## PROVIDED TEXT:
________________________________________
"Race to the Summit"

by Michael Hankins

My old 1968 Dodge Charger

My old 1968 Dodge Charger

It’s not often a person takes the mundane job of washing dishes and writes about it.

My 6-month dish washing stint was much different from scrubbing pots and pans at a local diner. I was employed at a high-security Army installation 12 miles from the heart of Anchorage.

From my vantage point on clear days I’d see not only the city, but Sleeping Lady, Redoubt Volcano, and Mt. Denali. Several hundred feet below my stainless-steel sink, nuclear warhead missiles were ready for launch.

After graduating from high school in 1972, I searched for work to help alleviate an often empty wallet. For the most part, I needed cash to spend on gas. My 440 4-speed 1968 Dodge Charger R/T was a thirsty puppy. Dad knew a guy in charge of a civilian maintenance company. The business contracted out services to the military, such as kitchen and dining room upkeep.

The mindless detail included dish washing. When I was first told of the job, I wasn’t interested. It seemed like a boring way to spend my summer. When dad mentioned I’d be working at a nearby Nike missile site, my interest level exploded.

After turning in the application, a minimal background check was quickly passed. Within days, I was happily employed. My unofficial title was Civilian KP; the KP standing for kitchen patrol.

Site Summit lies northeast of Anchorage at the 4100-foot level of Mt. Gordon Lyon. The mountain’s named after the man who helped construct the missile complex on top. Gordon Miller Lyon oversaw military projects throughout Alaska. The innovative engineer from Iowa died on January 16, 1964. He’s buried in Anchorage Memorial Park Cemetery.

Site Summit officially started construction in 1957, going online in 1959.

Its official military designation was B-Battery. The B stood for Bravo. Nike-Hercules missiles were part of a Cold War effort to place a ring of protection around the United States. They were a detriment against possible enemy attacks. At one time there were 393 such facilities throughout the world. By 1972, Nike was winding down. The line of sight defense system was totally antiquated and offline in 1979.
________________________________________
## DATASET ROWS:
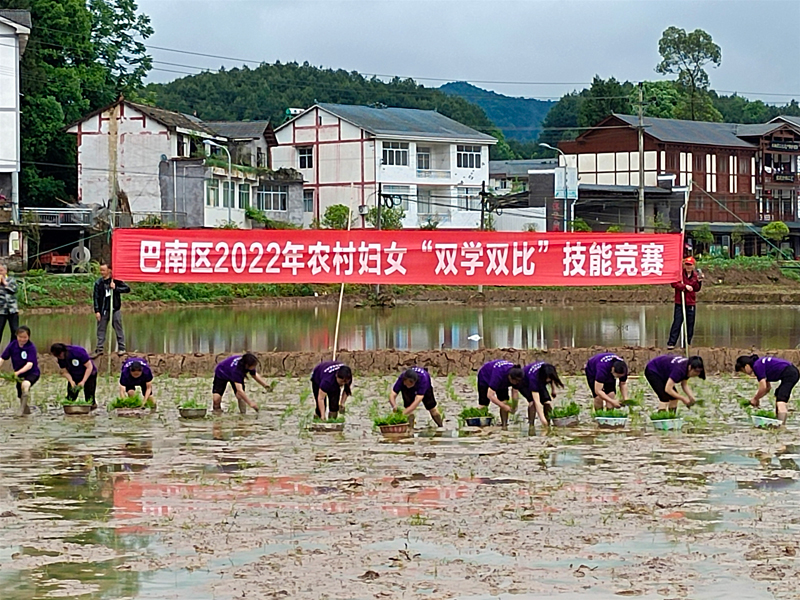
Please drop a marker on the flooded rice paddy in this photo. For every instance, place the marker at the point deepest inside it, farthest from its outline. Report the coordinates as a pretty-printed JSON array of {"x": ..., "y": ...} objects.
[
  {"x": 426, "y": 327},
  {"x": 102, "y": 507}
]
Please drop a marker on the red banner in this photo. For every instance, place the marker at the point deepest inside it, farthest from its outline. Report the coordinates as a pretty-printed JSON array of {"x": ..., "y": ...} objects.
[{"x": 399, "y": 257}]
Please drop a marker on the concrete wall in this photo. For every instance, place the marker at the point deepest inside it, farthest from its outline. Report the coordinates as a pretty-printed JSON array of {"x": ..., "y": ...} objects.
[{"x": 121, "y": 149}]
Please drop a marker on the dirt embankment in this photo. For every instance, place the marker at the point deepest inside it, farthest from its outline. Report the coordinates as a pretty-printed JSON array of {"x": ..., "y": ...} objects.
[{"x": 569, "y": 361}]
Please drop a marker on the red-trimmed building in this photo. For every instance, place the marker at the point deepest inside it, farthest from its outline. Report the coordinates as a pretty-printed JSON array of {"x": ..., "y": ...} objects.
[{"x": 737, "y": 173}]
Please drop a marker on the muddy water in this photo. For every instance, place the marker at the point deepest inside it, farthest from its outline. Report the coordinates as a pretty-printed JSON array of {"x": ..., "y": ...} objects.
[
  {"x": 428, "y": 326},
  {"x": 102, "y": 507}
]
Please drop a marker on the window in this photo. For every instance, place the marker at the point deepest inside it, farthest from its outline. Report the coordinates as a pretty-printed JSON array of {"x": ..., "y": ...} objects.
[
  {"x": 468, "y": 157},
  {"x": 423, "y": 158},
  {"x": 212, "y": 192},
  {"x": 228, "y": 188},
  {"x": 395, "y": 153},
  {"x": 244, "y": 195},
  {"x": 469, "y": 199},
  {"x": 398, "y": 193},
  {"x": 306, "y": 154},
  {"x": 271, "y": 197},
  {"x": 308, "y": 200}
]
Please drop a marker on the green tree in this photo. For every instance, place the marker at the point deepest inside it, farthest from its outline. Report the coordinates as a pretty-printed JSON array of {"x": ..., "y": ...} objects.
[
  {"x": 685, "y": 55},
  {"x": 603, "y": 98},
  {"x": 336, "y": 217},
  {"x": 391, "y": 218},
  {"x": 68, "y": 70}
]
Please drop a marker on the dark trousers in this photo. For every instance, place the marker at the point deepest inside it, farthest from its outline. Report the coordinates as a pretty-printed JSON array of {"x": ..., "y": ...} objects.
[
  {"x": 677, "y": 323},
  {"x": 13, "y": 323},
  {"x": 102, "y": 328}
]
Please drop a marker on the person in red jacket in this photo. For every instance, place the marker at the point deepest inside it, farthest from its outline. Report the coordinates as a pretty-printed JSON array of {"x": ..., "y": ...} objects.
[{"x": 689, "y": 285}]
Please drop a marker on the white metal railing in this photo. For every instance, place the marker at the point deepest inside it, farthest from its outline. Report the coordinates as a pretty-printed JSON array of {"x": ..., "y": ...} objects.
[
  {"x": 58, "y": 217},
  {"x": 433, "y": 174}
]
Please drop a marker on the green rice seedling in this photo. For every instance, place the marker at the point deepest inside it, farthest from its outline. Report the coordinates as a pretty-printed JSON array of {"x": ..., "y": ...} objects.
[
  {"x": 393, "y": 418},
  {"x": 661, "y": 415},
  {"x": 610, "y": 413},
  {"x": 570, "y": 410}
]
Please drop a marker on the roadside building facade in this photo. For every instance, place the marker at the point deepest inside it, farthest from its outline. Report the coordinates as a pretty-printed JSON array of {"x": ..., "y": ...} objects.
[
  {"x": 428, "y": 164},
  {"x": 736, "y": 173}
]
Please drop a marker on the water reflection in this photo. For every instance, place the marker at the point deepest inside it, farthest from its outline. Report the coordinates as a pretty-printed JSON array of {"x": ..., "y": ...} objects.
[{"x": 424, "y": 327}]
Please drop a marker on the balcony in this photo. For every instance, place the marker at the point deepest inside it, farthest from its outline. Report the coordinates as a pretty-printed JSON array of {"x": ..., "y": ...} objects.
[
  {"x": 432, "y": 174},
  {"x": 58, "y": 217}
]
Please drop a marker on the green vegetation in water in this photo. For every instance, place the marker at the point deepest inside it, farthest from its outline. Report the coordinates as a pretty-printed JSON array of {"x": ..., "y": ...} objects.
[
  {"x": 393, "y": 418},
  {"x": 570, "y": 410},
  {"x": 339, "y": 419},
  {"x": 75, "y": 402},
  {"x": 662, "y": 415},
  {"x": 765, "y": 413},
  {"x": 610, "y": 413},
  {"x": 193, "y": 403},
  {"x": 474, "y": 412},
  {"x": 10, "y": 377},
  {"x": 127, "y": 402}
]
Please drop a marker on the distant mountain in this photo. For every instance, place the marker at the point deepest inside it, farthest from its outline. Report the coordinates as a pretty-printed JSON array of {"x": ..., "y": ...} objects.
[{"x": 518, "y": 118}]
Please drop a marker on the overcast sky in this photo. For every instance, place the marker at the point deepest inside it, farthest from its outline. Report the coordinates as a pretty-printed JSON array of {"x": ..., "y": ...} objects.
[{"x": 532, "y": 48}]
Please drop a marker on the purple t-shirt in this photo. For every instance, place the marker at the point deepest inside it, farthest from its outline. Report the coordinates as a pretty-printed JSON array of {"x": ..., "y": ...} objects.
[
  {"x": 599, "y": 367},
  {"x": 770, "y": 368},
  {"x": 74, "y": 360},
  {"x": 229, "y": 370},
  {"x": 420, "y": 388},
  {"x": 324, "y": 376},
  {"x": 494, "y": 375},
  {"x": 532, "y": 377},
  {"x": 672, "y": 367},
  {"x": 21, "y": 356},
  {"x": 127, "y": 379}
]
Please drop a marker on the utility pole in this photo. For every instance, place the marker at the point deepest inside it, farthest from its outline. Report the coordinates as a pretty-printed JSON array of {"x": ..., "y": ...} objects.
[
  {"x": 641, "y": 158},
  {"x": 378, "y": 227}
]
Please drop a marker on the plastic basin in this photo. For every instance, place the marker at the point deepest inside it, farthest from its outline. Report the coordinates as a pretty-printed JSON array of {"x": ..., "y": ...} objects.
[
  {"x": 667, "y": 424},
  {"x": 479, "y": 421}
]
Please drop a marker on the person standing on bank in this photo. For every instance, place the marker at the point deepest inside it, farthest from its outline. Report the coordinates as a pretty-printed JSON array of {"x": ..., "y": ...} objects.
[
  {"x": 685, "y": 291},
  {"x": 415, "y": 386},
  {"x": 78, "y": 369},
  {"x": 9, "y": 313},
  {"x": 107, "y": 304},
  {"x": 22, "y": 353}
]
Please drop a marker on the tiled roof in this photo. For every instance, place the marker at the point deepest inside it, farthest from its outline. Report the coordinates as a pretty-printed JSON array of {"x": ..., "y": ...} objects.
[
  {"x": 690, "y": 132},
  {"x": 238, "y": 130},
  {"x": 407, "y": 122}
]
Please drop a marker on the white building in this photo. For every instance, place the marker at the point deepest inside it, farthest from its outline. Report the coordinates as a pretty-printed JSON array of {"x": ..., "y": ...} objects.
[
  {"x": 145, "y": 162},
  {"x": 15, "y": 26},
  {"x": 431, "y": 165}
]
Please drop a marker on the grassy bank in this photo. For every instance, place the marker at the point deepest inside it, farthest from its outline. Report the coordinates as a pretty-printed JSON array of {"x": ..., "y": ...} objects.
[{"x": 38, "y": 289}]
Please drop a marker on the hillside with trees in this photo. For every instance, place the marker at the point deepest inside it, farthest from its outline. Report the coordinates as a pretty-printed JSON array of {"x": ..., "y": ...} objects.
[
  {"x": 518, "y": 118},
  {"x": 266, "y": 91}
]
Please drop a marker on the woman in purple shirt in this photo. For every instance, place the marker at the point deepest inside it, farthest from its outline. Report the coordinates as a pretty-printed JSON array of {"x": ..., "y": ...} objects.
[
  {"x": 538, "y": 376},
  {"x": 415, "y": 386},
  {"x": 664, "y": 372},
  {"x": 494, "y": 379},
  {"x": 22, "y": 353},
  {"x": 78, "y": 369},
  {"x": 331, "y": 380},
  {"x": 602, "y": 372},
  {"x": 233, "y": 371},
  {"x": 769, "y": 369},
  {"x": 136, "y": 373}
]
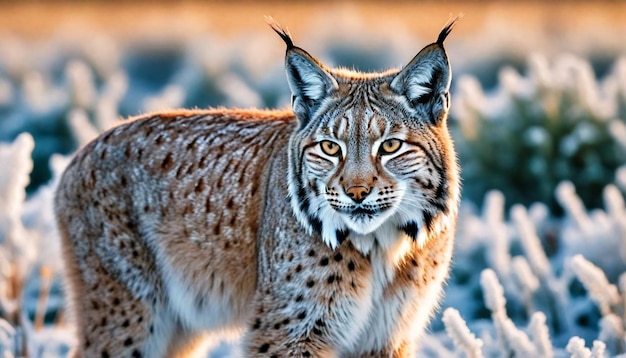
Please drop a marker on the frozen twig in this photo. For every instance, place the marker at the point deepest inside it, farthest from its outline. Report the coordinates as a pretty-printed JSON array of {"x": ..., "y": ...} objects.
[{"x": 462, "y": 337}]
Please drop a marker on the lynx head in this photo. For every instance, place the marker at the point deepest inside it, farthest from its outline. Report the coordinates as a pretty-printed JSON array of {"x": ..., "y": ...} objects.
[{"x": 372, "y": 159}]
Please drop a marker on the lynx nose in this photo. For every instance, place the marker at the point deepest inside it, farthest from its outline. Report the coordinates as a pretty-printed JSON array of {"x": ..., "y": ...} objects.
[{"x": 358, "y": 193}]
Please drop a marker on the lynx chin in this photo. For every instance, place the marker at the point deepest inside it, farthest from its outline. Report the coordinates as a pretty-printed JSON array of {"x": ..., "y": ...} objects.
[{"x": 322, "y": 231}]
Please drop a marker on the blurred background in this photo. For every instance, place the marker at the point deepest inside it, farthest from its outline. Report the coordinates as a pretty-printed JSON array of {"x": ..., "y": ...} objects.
[
  {"x": 125, "y": 58},
  {"x": 538, "y": 116}
]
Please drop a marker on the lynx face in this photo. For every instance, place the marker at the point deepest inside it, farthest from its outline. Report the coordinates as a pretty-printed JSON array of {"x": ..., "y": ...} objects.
[{"x": 372, "y": 156}]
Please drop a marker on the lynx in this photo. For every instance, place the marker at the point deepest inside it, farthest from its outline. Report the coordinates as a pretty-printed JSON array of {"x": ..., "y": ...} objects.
[{"x": 322, "y": 231}]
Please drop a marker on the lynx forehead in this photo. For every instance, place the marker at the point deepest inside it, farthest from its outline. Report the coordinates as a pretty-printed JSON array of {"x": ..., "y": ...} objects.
[{"x": 326, "y": 231}]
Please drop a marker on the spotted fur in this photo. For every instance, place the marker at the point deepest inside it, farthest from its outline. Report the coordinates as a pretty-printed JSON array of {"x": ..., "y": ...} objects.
[{"x": 322, "y": 232}]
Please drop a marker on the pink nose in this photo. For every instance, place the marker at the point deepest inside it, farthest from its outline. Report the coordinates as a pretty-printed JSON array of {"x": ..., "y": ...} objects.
[{"x": 357, "y": 193}]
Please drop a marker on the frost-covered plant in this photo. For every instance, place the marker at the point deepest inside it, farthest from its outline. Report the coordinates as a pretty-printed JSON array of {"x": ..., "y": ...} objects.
________________________________________
## CHALLENGES:
#1 According to the Site Summit memoir, at what elevation on Mt. Gordon Lyon does Site Summit lie?
#2 Carry on the Site Summit memoir from the point where it stops.
The items are not needed for this work.

## RESULTS FOR EACH TASK:
#1 At the 4100-foot level.

#2
When I was hired, specific areas were identified as off limits.

A sign at the beginning of a hallway leading from the “Day Room” boldly proclaimed: NO UNAUTHORIZED PERSONNEL BEYOND THIS POINT. That warning needed no explanation. The “Day Room,” as it was called, was next to the mess hall. Pool tables, couches, and seats of comfort were provided for the troops. I got to know both areas up close and personal at the end of a vacuum and mop.

My KP teammate was a young man named Don. He was an amicable character, and we got along well. Don had long hair, so he was called “Hippie Don” by Sergeants Johnson and Ingalls. These two enlisted men were our supervisors. They were good people but didn’t cut us any slack in the work department.

If grease or food residue was left on plates, cups, or pans we were barked at. For extra cleaning power, hot steam was pumped into our rinse water. We wore thick rubber gloves while handling utensils because steam would instantly burn skin. I’d never seen anything like it. Dish washing at Site Summit was definitely a hazardous occupation!

Don was popular with many of the lower ranked personnel. He’d supply them with extra food unbeknownst to the sergeants. I learned to follow suit. Three times a day, an olive green pickup truck backed up to our kitchen loading dock.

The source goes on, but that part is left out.